● **Your tasks**
(a) In the commentary on nuclear power, what two reasons are given for France having to shut down its reactors in summer?
(b) For each statement below, say whether it agrees with the commentary on nuclear power, and support each yes or no with the deciding words of the commentary quoted exactly.
(i) A nuclear power plant can be powered up or down rapidly to supplement a wind- and solar-based energy supply.
(ii) Nuclear power has been included in the EU taxonomy.
(iii) Nuclear power costs less than renewable energy technologies.
(c) Extend the commentary on nuclear power with a new paragraph that follows its last sentence.

[[ Passage open ]]

Is renewing our reliance on nuclear power really worthwhile? What can we learn by looking at other countries and at new reactor designs?
Jan Peter Schemmel is the CEO of the Öko-Insitute
Cross-posted from the website of the Öko-Institute
In Fukushima, there was core meltdown after an earthquake a good 10 years ago. In Zaporizhzhia, Russia’s war of aggression puts a nuclear power plant at risk. Meanwhile, France was forced to shut down its reactors in summer. The reasons? Sudden hairline fractures and a lack of cooling water due to the heatwaves. Is nuclear power really safe and reliable?
There are good reasons why a (second) decision to phase out nuclear power was taken in Germany. Safety is one of the most important considerations: we need only glance at Chernobyl or Fukushima to see the potentially catastrophic impacts of this technology.
The unwavering fixation on this technology seen in some quarters is hard to comprehend. Quite obviously, it is not sufficiently safe and reliable. It is also far more expensive than renewable energy technologies. At a time when budgets are tight as a result of several concurrent or successive crises, we can no longer afford the luxury of high-cost forms of energy generation. And a further aspect: nuclear power is not a good fit for our future energy system. A nuclear power plant is far too inflexible – it cannot be powered up or down rapidly as necessary to supplement a wind- and solar-based energy supply. Contrary to appearances, nuclear power is not a clean source of energy – nor is it sustainable, despite its inclusion in the EU taxonomy. Besides the safety issues, its drawbacks include the environmental damage caused by uranium mining and the risks associated with the use of civilian nuclear technology for the proliferation of nuclear weapons.

[[ Passage closed ]]
[[ Dataset excerpts open ]]

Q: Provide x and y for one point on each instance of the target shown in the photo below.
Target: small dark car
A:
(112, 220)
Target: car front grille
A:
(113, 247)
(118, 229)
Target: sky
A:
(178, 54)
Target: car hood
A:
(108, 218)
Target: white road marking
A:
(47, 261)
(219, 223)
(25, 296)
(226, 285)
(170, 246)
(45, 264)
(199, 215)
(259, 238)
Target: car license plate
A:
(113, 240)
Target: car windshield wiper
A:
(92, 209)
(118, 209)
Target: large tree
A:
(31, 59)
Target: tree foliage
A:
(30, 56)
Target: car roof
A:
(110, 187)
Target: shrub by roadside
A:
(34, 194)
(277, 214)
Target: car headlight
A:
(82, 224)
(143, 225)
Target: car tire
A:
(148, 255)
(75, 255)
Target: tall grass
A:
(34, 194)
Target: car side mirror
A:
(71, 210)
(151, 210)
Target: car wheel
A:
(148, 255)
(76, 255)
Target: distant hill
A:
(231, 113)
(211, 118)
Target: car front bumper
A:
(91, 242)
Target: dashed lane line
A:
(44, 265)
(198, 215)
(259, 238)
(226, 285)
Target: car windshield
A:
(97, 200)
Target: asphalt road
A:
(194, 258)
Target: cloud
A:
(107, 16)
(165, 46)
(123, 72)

[[ Dataset excerpts closed ]]
[[ Dataset excerpts open ]]

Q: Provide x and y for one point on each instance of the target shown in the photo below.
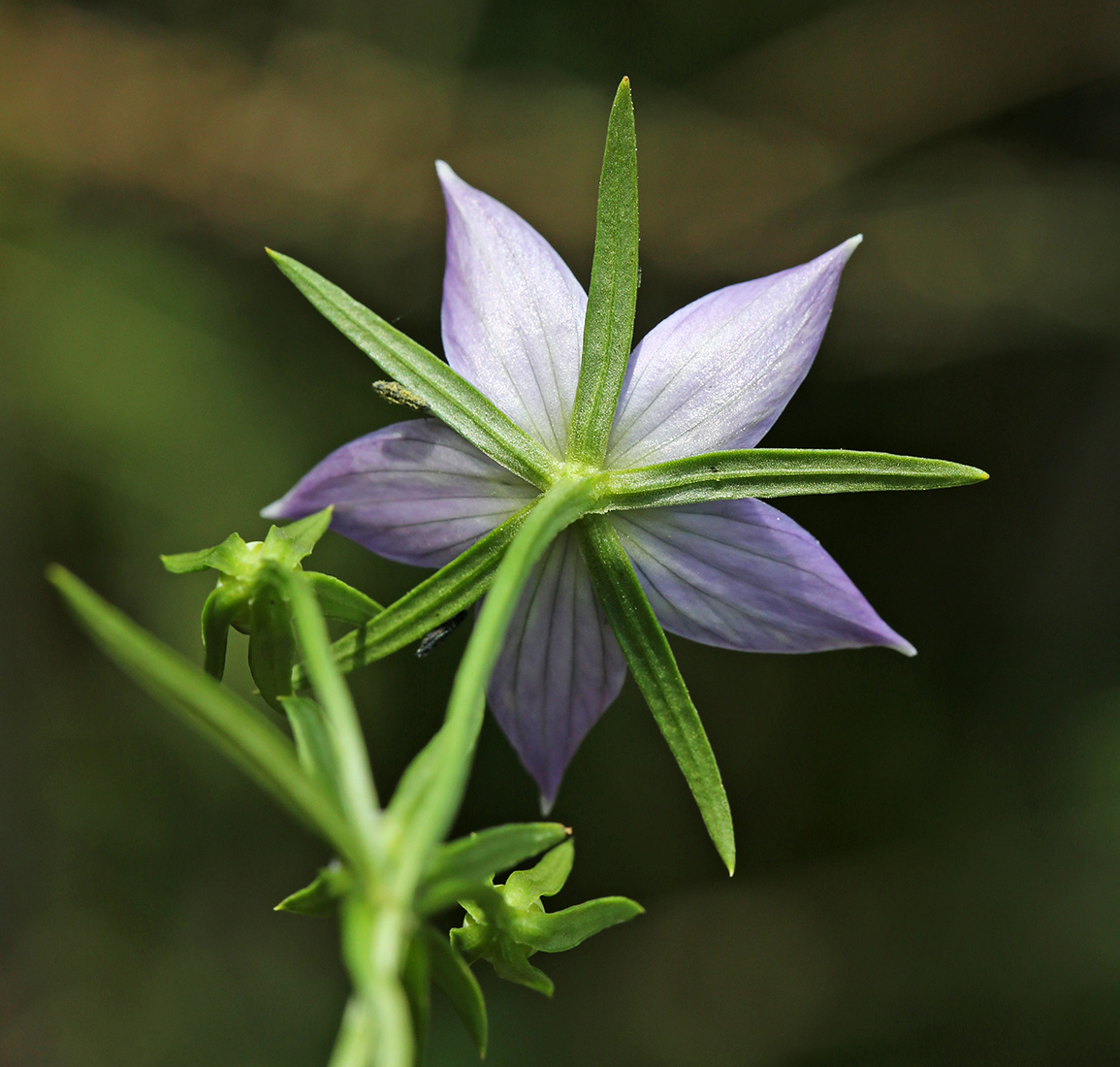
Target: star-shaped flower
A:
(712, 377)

[[ Dataset excerpts closed ]]

● **Answers per task**
(a) Sudden hairline fractures and a lack of cooling water due to the heatwaves.

(b)
(i) No: "A nuclear power plant is far too inflexible – it cannot be powered up or down rapidly as necessary to supplement a wind- and solar-based energy supply."
(ii) Yes: "nor is it sustainable, despite its inclusion in the EU taxonomy."
(iii) No: "It is also far more expensive than renewable energy technologies."

(c)
From my perspective, the debate in recent months has been frustrating. This has to do with the history of the Oeko-Institut, whose founding 45 years ago can be traced back to the anti-nuclear campaign. What annoys me most, however, is the style of the media debate, which rarely relies on facts. It also wastes energy on a topic whose relevance has passed. Many young people recognised this long ago. A Fridays for Future activist told me during our conversation that she would much rather focus on future-oriented topics than revisit issues that have already been resolved or be compelled to fight old battles again. All our energies are needed to support more rapid expansion of future-fit technologies. Nuclear power is not among them.